Referring expression pointing data:
Start of Block

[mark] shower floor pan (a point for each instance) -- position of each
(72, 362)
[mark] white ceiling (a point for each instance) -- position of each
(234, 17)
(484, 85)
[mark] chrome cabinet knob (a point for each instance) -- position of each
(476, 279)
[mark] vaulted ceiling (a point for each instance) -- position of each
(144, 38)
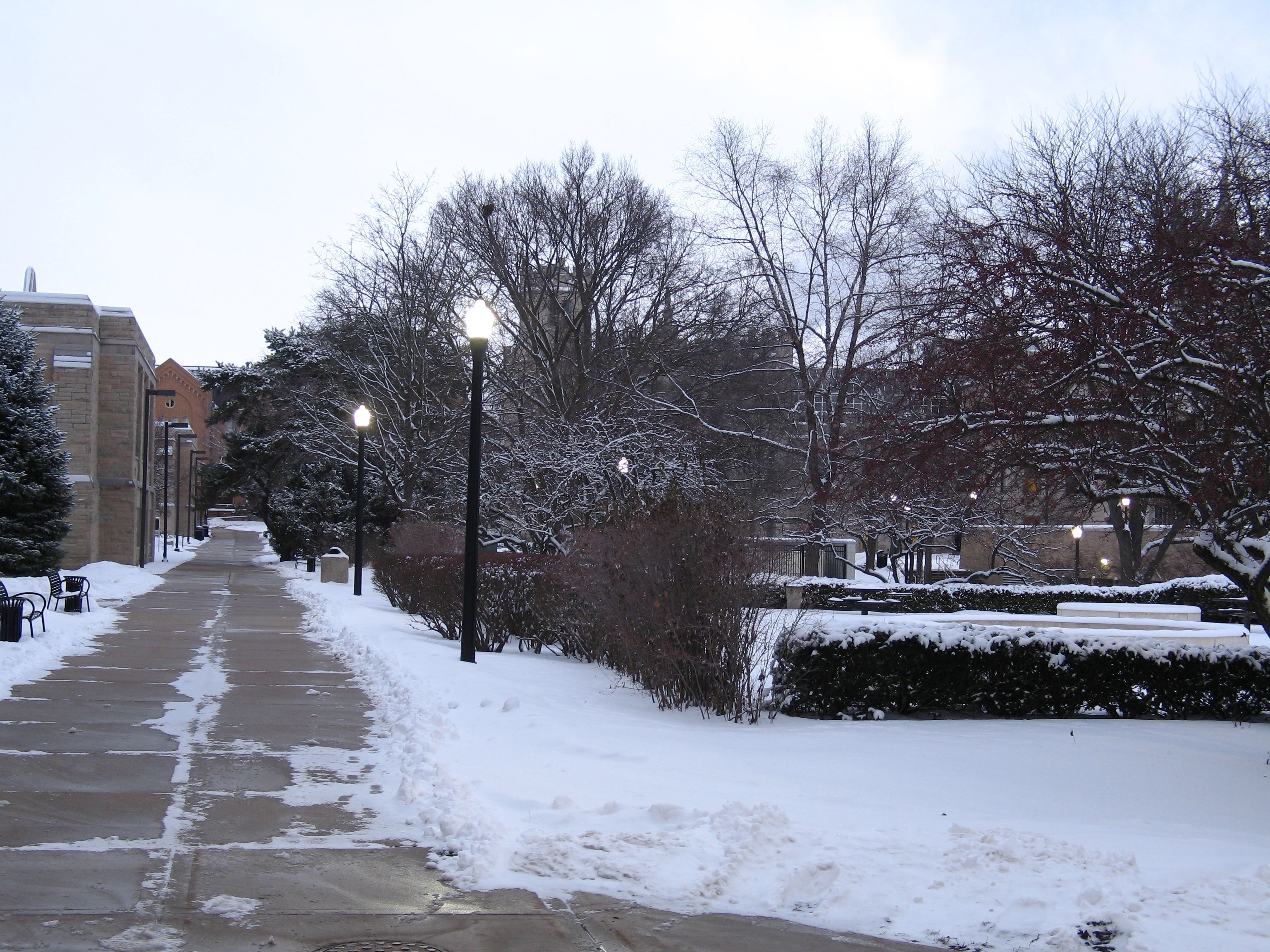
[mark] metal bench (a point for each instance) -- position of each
(73, 588)
(32, 611)
(1236, 610)
(867, 605)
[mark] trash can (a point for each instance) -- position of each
(11, 619)
(334, 566)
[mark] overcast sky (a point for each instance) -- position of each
(186, 160)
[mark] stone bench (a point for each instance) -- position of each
(1104, 610)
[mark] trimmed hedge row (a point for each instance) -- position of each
(1014, 673)
(1024, 600)
(523, 597)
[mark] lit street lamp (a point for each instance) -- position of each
(361, 419)
(183, 433)
(479, 323)
(190, 492)
(167, 455)
(148, 535)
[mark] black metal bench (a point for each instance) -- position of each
(1236, 610)
(867, 605)
(72, 589)
(32, 612)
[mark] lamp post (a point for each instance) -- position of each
(148, 536)
(190, 492)
(361, 419)
(167, 454)
(479, 323)
(183, 433)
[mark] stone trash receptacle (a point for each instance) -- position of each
(334, 566)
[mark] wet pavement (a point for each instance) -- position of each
(115, 834)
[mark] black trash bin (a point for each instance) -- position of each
(11, 619)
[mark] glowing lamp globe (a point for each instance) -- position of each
(479, 321)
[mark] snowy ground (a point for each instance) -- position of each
(110, 585)
(539, 772)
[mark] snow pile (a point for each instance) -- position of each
(230, 907)
(146, 938)
(545, 774)
(236, 525)
(30, 659)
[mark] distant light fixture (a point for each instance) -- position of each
(479, 321)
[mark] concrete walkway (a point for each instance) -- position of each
(115, 833)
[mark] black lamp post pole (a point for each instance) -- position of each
(468, 644)
(176, 511)
(167, 454)
(190, 493)
(361, 486)
(148, 438)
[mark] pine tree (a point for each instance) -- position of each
(35, 494)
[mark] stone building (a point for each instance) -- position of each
(100, 364)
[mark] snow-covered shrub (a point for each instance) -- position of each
(1023, 600)
(667, 596)
(888, 666)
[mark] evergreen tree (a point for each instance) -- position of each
(35, 494)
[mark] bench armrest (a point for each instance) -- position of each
(30, 596)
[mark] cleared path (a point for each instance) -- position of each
(146, 778)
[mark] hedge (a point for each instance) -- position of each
(526, 597)
(1023, 600)
(1014, 673)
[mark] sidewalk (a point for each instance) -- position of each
(157, 837)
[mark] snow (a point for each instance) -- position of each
(236, 525)
(230, 907)
(110, 585)
(545, 774)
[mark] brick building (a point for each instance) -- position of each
(100, 364)
(191, 407)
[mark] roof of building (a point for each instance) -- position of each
(48, 298)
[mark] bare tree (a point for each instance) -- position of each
(821, 252)
(384, 332)
(1108, 283)
(591, 271)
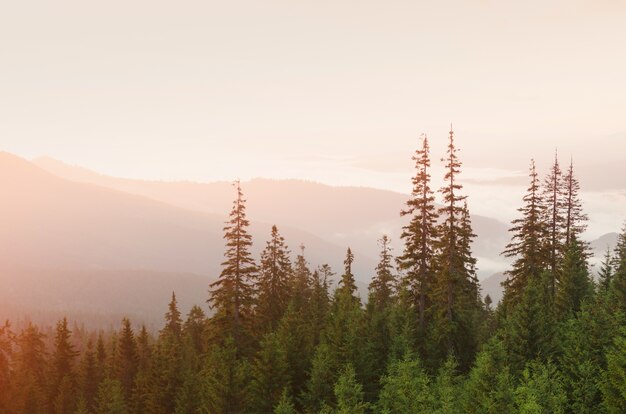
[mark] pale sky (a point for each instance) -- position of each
(332, 91)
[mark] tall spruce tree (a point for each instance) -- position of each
(454, 294)
(62, 368)
(382, 285)
(554, 220)
(617, 292)
(420, 234)
(574, 217)
(126, 363)
(232, 294)
(575, 284)
(526, 246)
(605, 273)
(273, 284)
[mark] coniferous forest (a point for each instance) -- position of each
(278, 335)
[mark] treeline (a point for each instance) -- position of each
(279, 339)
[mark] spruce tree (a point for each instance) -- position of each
(111, 398)
(575, 284)
(269, 376)
(127, 360)
(378, 332)
(89, 377)
(285, 405)
(605, 273)
(173, 321)
(232, 294)
(225, 376)
(614, 383)
(541, 390)
(29, 382)
(6, 354)
(553, 199)
(526, 246)
(194, 328)
(420, 234)
(455, 293)
(382, 285)
(347, 285)
(406, 388)
(273, 283)
(349, 393)
(617, 293)
(62, 369)
(574, 217)
(530, 328)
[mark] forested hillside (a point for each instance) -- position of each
(276, 338)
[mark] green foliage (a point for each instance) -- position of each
(405, 389)
(349, 393)
(541, 390)
(232, 294)
(490, 386)
(269, 376)
(614, 382)
(111, 398)
(575, 285)
(225, 376)
(273, 284)
(285, 405)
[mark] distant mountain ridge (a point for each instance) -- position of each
(345, 216)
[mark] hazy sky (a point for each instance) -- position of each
(335, 91)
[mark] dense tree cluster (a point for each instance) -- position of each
(280, 339)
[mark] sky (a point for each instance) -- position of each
(331, 91)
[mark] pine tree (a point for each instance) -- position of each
(406, 388)
(347, 286)
(62, 369)
(29, 381)
(455, 293)
(530, 328)
(269, 376)
(273, 284)
(614, 384)
(6, 354)
(111, 398)
(381, 287)
(574, 217)
(489, 387)
(285, 405)
(349, 393)
(126, 361)
(617, 291)
(575, 284)
(554, 219)
(232, 294)
(541, 390)
(605, 273)
(420, 234)
(301, 281)
(529, 233)
(319, 390)
(225, 376)
(378, 328)
(173, 321)
(194, 328)
(89, 377)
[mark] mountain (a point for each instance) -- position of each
(344, 216)
(78, 246)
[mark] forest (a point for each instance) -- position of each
(281, 336)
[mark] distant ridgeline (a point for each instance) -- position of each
(279, 341)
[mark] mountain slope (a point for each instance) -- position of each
(345, 216)
(56, 234)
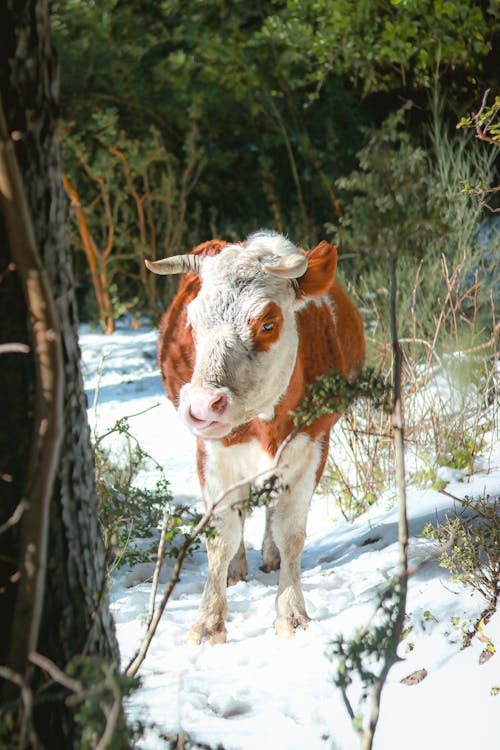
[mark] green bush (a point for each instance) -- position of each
(471, 545)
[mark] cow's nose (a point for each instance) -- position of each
(206, 404)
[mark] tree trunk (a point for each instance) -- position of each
(75, 618)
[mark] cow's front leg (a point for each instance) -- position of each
(238, 567)
(289, 521)
(221, 549)
(270, 552)
(290, 605)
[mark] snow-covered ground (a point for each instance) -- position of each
(258, 692)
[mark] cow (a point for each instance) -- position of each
(253, 324)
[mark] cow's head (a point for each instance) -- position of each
(244, 327)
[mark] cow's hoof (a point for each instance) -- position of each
(267, 567)
(286, 626)
(270, 556)
(200, 632)
(238, 571)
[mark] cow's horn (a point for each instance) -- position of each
(290, 266)
(175, 264)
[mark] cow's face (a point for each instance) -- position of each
(245, 332)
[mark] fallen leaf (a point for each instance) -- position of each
(415, 677)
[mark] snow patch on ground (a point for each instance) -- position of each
(257, 692)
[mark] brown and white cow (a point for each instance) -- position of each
(251, 326)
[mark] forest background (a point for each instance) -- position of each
(325, 119)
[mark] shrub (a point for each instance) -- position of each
(471, 545)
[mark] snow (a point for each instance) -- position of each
(257, 691)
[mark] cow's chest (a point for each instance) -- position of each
(224, 466)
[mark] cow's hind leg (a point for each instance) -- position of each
(221, 549)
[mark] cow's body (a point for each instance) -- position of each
(240, 343)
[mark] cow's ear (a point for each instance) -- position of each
(321, 268)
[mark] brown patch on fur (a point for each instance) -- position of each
(321, 268)
(271, 316)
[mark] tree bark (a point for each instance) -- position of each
(75, 618)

End of Block

Exercise requirements:
I would like the data copied exactly as it stands, with no pictures included.

Exercise solution:
[mark] shower floor pan (a point for each instance) -- position of each
(72, 362)
[mark] white ceiling (a point for each instance) -- position of each
(234, 17)
(484, 85)
[mark] chrome cabinet knob (a point for each instance) -- position of each
(476, 279)
[mark] vaulted ceiling (a point for each instance) -- position of each
(144, 38)
[mark] metal bench (a point for each instance) -- position of each
(73, 588)
(32, 611)
(1236, 610)
(867, 605)
[mark] trash can (a point for each instance) -- position of each
(11, 619)
(334, 566)
[mark] overcast sky (a point for each instance) -- position of each
(186, 160)
[mark] stone bench (a point for each instance) -- position of each
(1104, 610)
[mark] trimmed hedge row (a point for each instance) -- position of each
(1014, 673)
(1024, 600)
(523, 597)
[mark] lit street lamp (a point for each instance) -- position of each
(361, 419)
(183, 433)
(479, 323)
(190, 492)
(167, 455)
(148, 535)
[mark] black metal bench (a point for each instance) -- position of each
(1236, 610)
(867, 605)
(72, 589)
(32, 612)
[mark] lamp post (a point for each instance) -- position of each
(148, 536)
(190, 492)
(361, 419)
(167, 454)
(479, 323)
(183, 433)
[mark] stone trash receptacle (a point for each instance) -- position of each
(334, 566)
[mark] wet pavement (a point for each instance) -- position of each
(115, 834)
[mark] black trash bin (a point for each instance) -- position of each
(11, 619)
[mark] glowing lamp globe (a point for each instance) -- position of each
(479, 321)
[mark] snowy ground (a point for each instance) -- position of each
(110, 585)
(539, 772)
[mark] snow pile (a point for each instance) -- position of each
(230, 907)
(146, 938)
(545, 774)
(236, 525)
(30, 659)
[mark] distant light fixture (a point for each instance) -- position of each
(479, 321)
[mark] concrete walkway (a point for each instance) -- position of each
(115, 833)
[mark] black lamp post pole (a point for each instance) -- position of each
(468, 644)
(176, 511)
(167, 454)
(190, 493)
(361, 486)
(148, 438)
[mark] pine tree (a point for each instance) -- position of each
(35, 494)
[mark] stone building (a point for each instance) -- position of each
(100, 364)
[mark] snow-covered shrub (a point for each instance) -- position of each
(1023, 600)
(667, 596)
(888, 666)
[mark] evergreen tree (a point for each instance) -- position of each
(35, 494)
[mark] bench armrest (a point for each instance) -- position of each
(30, 596)
[mark] cleared path (a point for each instance) -- position of each
(146, 778)
[mark] hedge (a point for each instance) -- position of each
(526, 597)
(1023, 600)
(1014, 673)
[mark] sidewalk (a point for each instance) -- position of each
(157, 837)
[mark] snow (a point for each instance) -- position of each
(236, 525)
(230, 907)
(110, 585)
(545, 774)
[mark] brick building (a point for each instance) -- position of each
(100, 364)
(191, 407)
[mark] roof of building (a point for each instance) -- position of each
(48, 298)
[mark] bare tree (a point for each instance) -- position of each
(821, 252)
(384, 332)
(1108, 283)
(591, 271)
[mark] pale sky (a point for each instance) -- position of each
(332, 91)
[mark] tall spruce tree (a point for each instance) -- position of each
(454, 294)
(62, 368)
(382, 285)
(554, 220)
(617, 292)
(420, 234)
(574, 217)
(126, 363)
(232, 294)
(575, 284)
(526, 246)
(605, 273)
(273, 284)
[mark] coniferous forest (a point for each instance) -- position of each
(278, 335)
[mark] treeline (a point for each instance) -- position of each
(279, 339)
[mark] spruce tree (a point for each instance) -- position of each
(111, 398)
(575, 284)
(269, 376)
(127, 360)
(378, 332)
(89, 377)
(285, 405)
(605, 273)
(173, 321)
(232, 294)
(225, 376)
(614, 383)
(541, 390)
(29, 382)
(6, 354)
(553, 199)
(526, 246)
(194, 328)
(420, 234)
(455, 293)
(382, 285)
(347, 285)
(406, 388)
(273, 283)
(349, 393)
(617, 293)
(62, 369)
(574, 217)
(530, 328)
[mark] forested hillside (a point for each instance) -- position of each
(276, 338)
[mark] green foliage (a point for each instance) -- position of each
(405, 389)
(349, 393)
(541, 390)
(232, 294)
(490, 386)
(269, 376)
(614, 382)
(111, 398)
(575, 285)
(225, 376)
(273, 284)
(285, 405)
[mark] distant mountain ridge (a point for each instance) -- position of each
(345, 216)
[mark] hazy sky (a point for each instance) -- position of each
(335, 91)
[mark] dense tree cluster (a point for each instance) -- position of each
(280, 339)
[mark] sky (a point for each instance) -- position of each
(331, 91)
[mark] pine tree (a point for each instance) -- position of each
(406, 388)
(347, 286)
(62, 369)
(29, 381)
(455, 293)
(530, 328)
(269, 376)
(273, 284)
(614, 384)
(6, 354)
(111, 398)
(381, 287)
(574, 217)
(489, 387)
(285, 405)
(349, 393)
(126, 361)
(617, 291)
(575, 284)
(554, 219)
(232, 294)
(541, 390)
(605, 273)
(420, 234)
(301, 281)
(529, 233)
(319, 390)
(225, 376)
(378, 328)
(173, 321)
(194, 328)
(89, 377)
[mark] mountain (a point for each instance) -- position of each
(344, 216)
(78, 246)
[mark] forest (a point for each instance) -- position of each
(281, 336)
[mark] distant ridgeline (a point for each instance) -- position of each
(279, 341)
[mark] mountain slope (a point for each instance) -- position of each
(345, 216)
(56, 234)
[mark] green bush (a point for each instance) -- position of each
(471, 545)
[mark] cow's nose (a point for each instance) -- position of each
(206, 404)
[mark] tree trunk (a point for each instance) -- position of each
(75, 618)
[mark] cow's front leg (a point for each instance) -- position of each
(238, 567)
(289, 521)
(221, 549)
(270, 552)
(290, 605)
[mark] snow-covered ground (a point for each instance) -- position of each
(258, 692)
[mark] cow (a point for each instance) -- position of each
(253, 324)
[mark] cow's head (a point for each instance) -- position of each
(244, 327)
[mark] cow's hoof (a point for each instance) -- position of each
(267, 567)
(286, 626)
(270, 556)
(200, 632)
(238, 571)
[mark] cow's horn (a point for each instance) -- position of each
(290, 266)
(175, 264)
[mark] cow's face (a point for each instance) -- position of each
(245, 332)
[mark] fallen leaf (a point for each instance) -- position of each
(415, 677)
[mark] snow patch on ground (a point for each instance) -- position of each
(257, 692)
[mark] brown and white cow (a point for each instance) -- position of each
(251, 326)
[mark] forest background (a point for each instance) -- position of each
(325, 119)
[mark] shrub (a point for each instance) -- position of each
(471, 545)
[mark] snow (a point for each instance) -- position of each
(257, 691)
[mark] cow's chest (a point for each instance) -- position of each
(224, 466)
[mark] cow's hind leg (a point for each instance) -- position of each
(221, 549)
[mark] cow's body (a point for each instance) -- position of each
(240, 343)
[mark] cow's ear (a point for each instance) -- position of each
(321, 268)
[mark] brown patch on fur (a point for each instance) -- position of each
(321, 268)
(271, 316)
[mark] tree bark (a point for each instance) -- position of each
(75, 618)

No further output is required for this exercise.